◆ Extrait du texte
<<<<

Au moment même, madame Mathieu fut prise d’une passion immodérée pour son mari. Elle n’existait pas hors de sa présence ; c’était un véritable roman, et la figure de cette héroïne de quarante-cinq ans, laide, mal tournée et surtout vulgaire à l’excès achevait le ridicule de cette bouffonne lune de miel que Mathieu supportait avec sa résignation accoutumée.

On a dit que les empressements de madame Mathieu avaient abrégé la vie de son mari. Quoi qu’il en soit, elle a été pendant quelques mois parfaitement heureuse de son amour, de l’importance de sa situation, du ministère et du titre de duchesse. Le chagrin de quitter l’hôtel des affaires étrangères et ses beaux salons fut compensé, peu après, par la nomination à la place de gouverneur de monsieur le duc de Bordeaux et l’espoir d’habiter les Tuileries.

Cependant la santé de Mathieu s’altérait de plus en plus. Il avait eu des crises fort douloureuses que sa patiente douceur dissimulait. Il était mieux ; on l’espérait guéri lorsque, le vendredi saint de l’année 1826, n’étant pas assez rétabli pour assister aux offices, il sortit de chez lui pour aller, avec sa femme et sa fille, à l’église de Saint-Thomas-d’Aquin à l’adoration de la Croix. Il se prosterna appuyé sur une chaise ; sa prière se prolongeant outre mesure, madame de La Rochefoucauld l’engagea à ne pas rester plus longtemps à genoux. Il ne répliqua pas : elle attendit encore, puis répéta ses paroles, puis s’effraya, puis chercha à le soulever ; il était mort.

On le transporta dans la sacristie. Les secours lui furent vainement prodigués ; il ne respirait plus. Une maladie de cœur venait de terminer sa vie au pied de cette Croix qu’il avait si vivement et, je crois, si sincèrement invoquée depuis trente ans.

On a fait de lui une gravure très ressemblante qui rappelle, d’une manière frappante, les traits que les peintres espagnols, et surtout Murillo, ont donné à Jésus-Christ. Selon moi, l’expression de la figure de Mathieu avait perdu quelque chose de sa beauté depuis que l’ambition tenait autant de place dans sa vie.

Je me le rappelle en 1810 dans la chapelle de Saint-Bruno, au désert de la Grande-Chartreuse, comme une vision aussi poétique qu’édifiante. Il était absorbé dans la prière, sa belle figure se trouvant éclairée par un rayon de soleil ; tout ce que nous étions là en fûmes frappés et certainement, dans un siècle plus croyant, nous l’aurions vu entouré d’une auréole de lumière divine.

J’ai toujours beaucoup aimé Mathieu et je l’ai pleuré. Mais ses amis doivent-ils regretter qu’il ait ainsi fini de la mort du juste, dans un moment où il était si entouré d’intrigues et d’intrigants qu’il aurait pu difficilement éviter de ternir sa vie ? Déjà sa liaison avec madame du Cayla était une tache.

>>>>

◆ Consignes
- 1) Reproduisez le passage du texte qui commence par « On a dit que » et se poursuit jusqu'à « d’habiter les Tuileries. ».
- 2) D'après le texte, dans quelle église Mathieu est-il mort ?
- 3) Indiquez si chacune de ces affirmations est conforme au texte, en répondant par oui ou par non et en citant les mots du texte qui tranchent : (a) Madame Mathieu avait quarante-cinq ans. (b) Mathieu est mort d'une maladie des poumons. (c) Le texte rapporte un souvenir de Mathieu en prière à la Grande-Chartreuse en 1810.
Le listing n'est d'aucune utilité pour cet exercice.

◆ Extrait du listing

<<<<

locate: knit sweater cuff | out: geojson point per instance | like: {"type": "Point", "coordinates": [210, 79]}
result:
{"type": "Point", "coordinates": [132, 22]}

>>>>

◆ Corrigé
- 1)
On a dit que les empressements de madame Mathieu avaient abrégé la vie de son mari. Quoi qu’il en soit, elle a été pendant quelques mois parfaitement heureuse de son amour, de l’importance de sa situation, du ministère et du titre de duchesse. Le chagrin de quitter l’hôtel des affaires étrangères et ses beaux salons fut compensé, peu après, par la nomination à la place de gouverneur de monsieur le duc de Bordeaux et l’espoir d’habiter les Tuileries.

- 2) À l'église de Saint-Thomas-d'Aquin.

- 3)
(a) Oui : « la figure de cette héroïne de quarante-cinq ans ».
(b) Non : « Une maladie de cœur venait de terminer sa vie ».
(c) Oui : « Je me le rappelle en 1810 dans la chapelle de Saint-Bruno, au désert de la Grande-Chartreuse ».